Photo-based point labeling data
☆ ☆ ☆

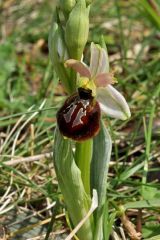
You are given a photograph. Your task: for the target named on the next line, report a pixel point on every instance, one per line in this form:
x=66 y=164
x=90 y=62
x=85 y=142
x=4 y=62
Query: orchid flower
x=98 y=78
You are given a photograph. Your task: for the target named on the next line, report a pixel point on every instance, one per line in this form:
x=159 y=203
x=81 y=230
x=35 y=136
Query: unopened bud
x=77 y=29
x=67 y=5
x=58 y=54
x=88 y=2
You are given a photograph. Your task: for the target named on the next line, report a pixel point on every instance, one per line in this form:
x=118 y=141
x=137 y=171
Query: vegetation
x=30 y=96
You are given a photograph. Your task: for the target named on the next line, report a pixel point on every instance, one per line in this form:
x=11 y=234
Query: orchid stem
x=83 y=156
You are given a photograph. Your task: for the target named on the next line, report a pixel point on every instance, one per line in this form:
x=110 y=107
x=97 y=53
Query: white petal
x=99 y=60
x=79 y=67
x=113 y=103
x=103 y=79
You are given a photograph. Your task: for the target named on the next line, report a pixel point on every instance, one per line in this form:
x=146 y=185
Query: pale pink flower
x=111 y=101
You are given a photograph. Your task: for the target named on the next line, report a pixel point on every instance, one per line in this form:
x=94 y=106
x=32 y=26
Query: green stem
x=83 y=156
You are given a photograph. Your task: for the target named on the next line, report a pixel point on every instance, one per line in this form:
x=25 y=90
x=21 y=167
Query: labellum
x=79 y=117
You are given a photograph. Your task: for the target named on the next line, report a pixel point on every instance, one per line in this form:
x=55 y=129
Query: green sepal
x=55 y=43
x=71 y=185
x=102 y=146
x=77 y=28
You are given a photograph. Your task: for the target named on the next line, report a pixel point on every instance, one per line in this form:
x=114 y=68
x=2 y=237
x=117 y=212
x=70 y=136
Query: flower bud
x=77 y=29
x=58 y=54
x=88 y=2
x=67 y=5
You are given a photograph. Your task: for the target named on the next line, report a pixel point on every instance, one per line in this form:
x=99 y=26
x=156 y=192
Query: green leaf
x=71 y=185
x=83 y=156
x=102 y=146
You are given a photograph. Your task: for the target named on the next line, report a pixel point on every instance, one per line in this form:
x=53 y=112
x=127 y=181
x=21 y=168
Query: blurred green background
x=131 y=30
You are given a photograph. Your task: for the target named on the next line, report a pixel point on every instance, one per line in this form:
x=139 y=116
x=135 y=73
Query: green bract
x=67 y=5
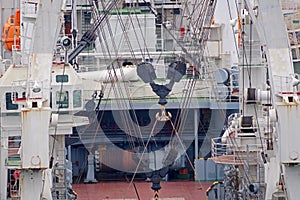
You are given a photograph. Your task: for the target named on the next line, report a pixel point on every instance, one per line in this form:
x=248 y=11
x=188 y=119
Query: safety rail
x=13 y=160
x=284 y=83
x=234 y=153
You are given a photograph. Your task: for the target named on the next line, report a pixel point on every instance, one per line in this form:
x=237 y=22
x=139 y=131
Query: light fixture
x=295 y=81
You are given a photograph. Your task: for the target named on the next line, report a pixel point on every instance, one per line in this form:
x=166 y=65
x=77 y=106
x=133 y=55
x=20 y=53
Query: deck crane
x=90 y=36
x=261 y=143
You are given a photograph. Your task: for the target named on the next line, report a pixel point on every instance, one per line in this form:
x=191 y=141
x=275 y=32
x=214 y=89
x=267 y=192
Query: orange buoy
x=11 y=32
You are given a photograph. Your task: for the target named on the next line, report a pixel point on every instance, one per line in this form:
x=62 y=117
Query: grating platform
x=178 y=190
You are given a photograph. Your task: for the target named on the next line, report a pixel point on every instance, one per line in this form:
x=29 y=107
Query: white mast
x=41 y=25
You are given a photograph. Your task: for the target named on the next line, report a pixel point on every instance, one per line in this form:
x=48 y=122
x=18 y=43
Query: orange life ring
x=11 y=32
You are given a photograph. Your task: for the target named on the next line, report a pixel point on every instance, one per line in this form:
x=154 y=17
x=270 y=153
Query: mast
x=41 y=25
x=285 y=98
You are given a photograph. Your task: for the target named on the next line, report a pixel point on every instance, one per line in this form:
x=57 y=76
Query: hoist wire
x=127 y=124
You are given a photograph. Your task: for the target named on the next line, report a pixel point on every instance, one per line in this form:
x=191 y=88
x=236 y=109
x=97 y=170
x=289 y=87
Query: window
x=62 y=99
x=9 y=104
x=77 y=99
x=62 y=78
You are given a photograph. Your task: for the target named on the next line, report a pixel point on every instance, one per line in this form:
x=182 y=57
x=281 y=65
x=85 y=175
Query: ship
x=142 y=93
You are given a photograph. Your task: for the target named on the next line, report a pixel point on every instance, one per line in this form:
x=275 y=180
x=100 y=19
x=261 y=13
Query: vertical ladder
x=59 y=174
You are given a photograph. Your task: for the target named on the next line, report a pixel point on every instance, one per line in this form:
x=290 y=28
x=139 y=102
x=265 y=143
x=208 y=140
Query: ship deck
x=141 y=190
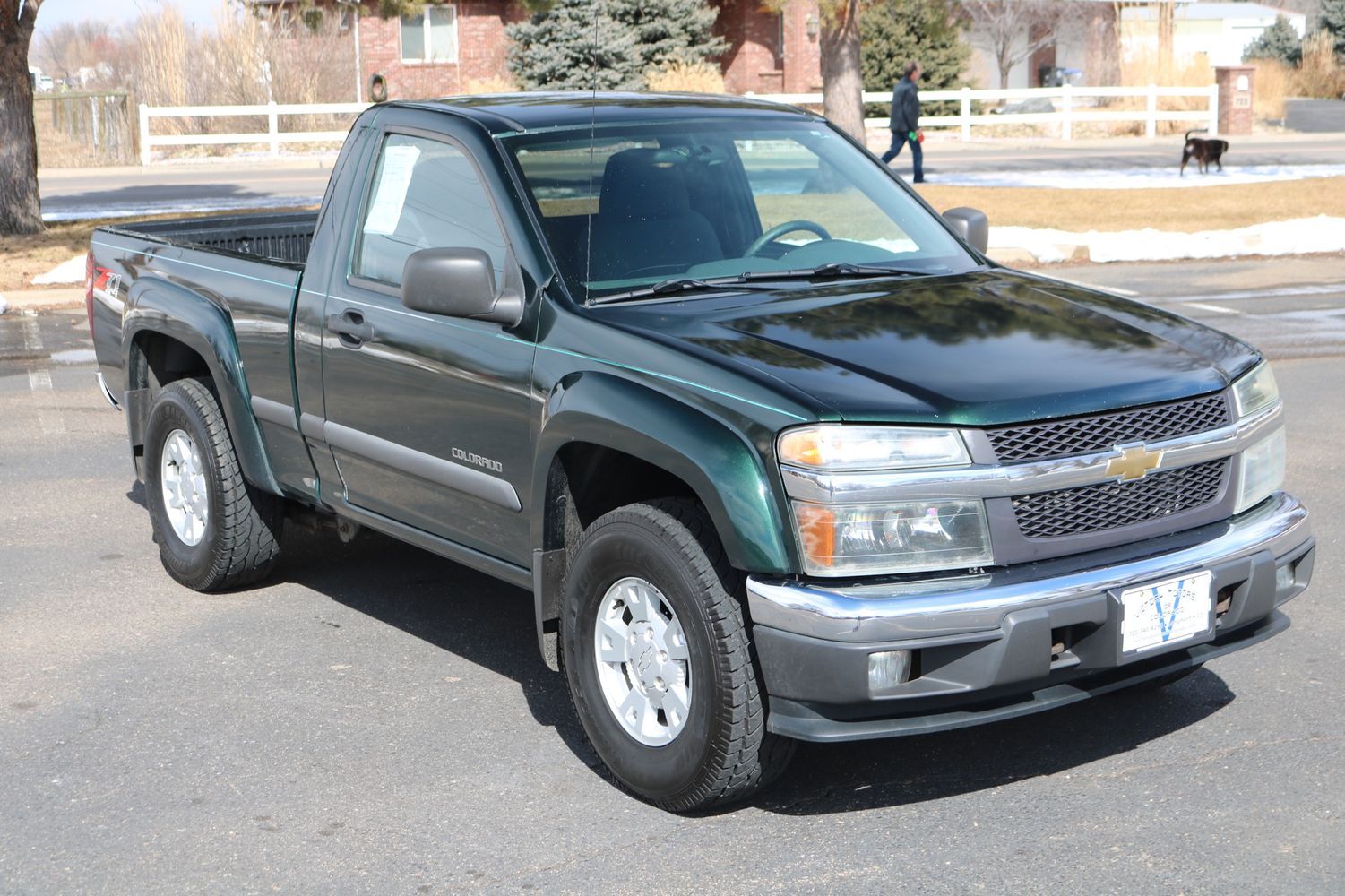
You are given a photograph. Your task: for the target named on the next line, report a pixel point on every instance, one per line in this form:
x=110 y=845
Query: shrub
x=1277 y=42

☆ ☆ ☆

Problem details
Find every line in the listing above that contains the word "orange", and copy each of those lines. Matching is case-sensitive.

Answer to this problem
Query: orange buoy
Query: orange life ring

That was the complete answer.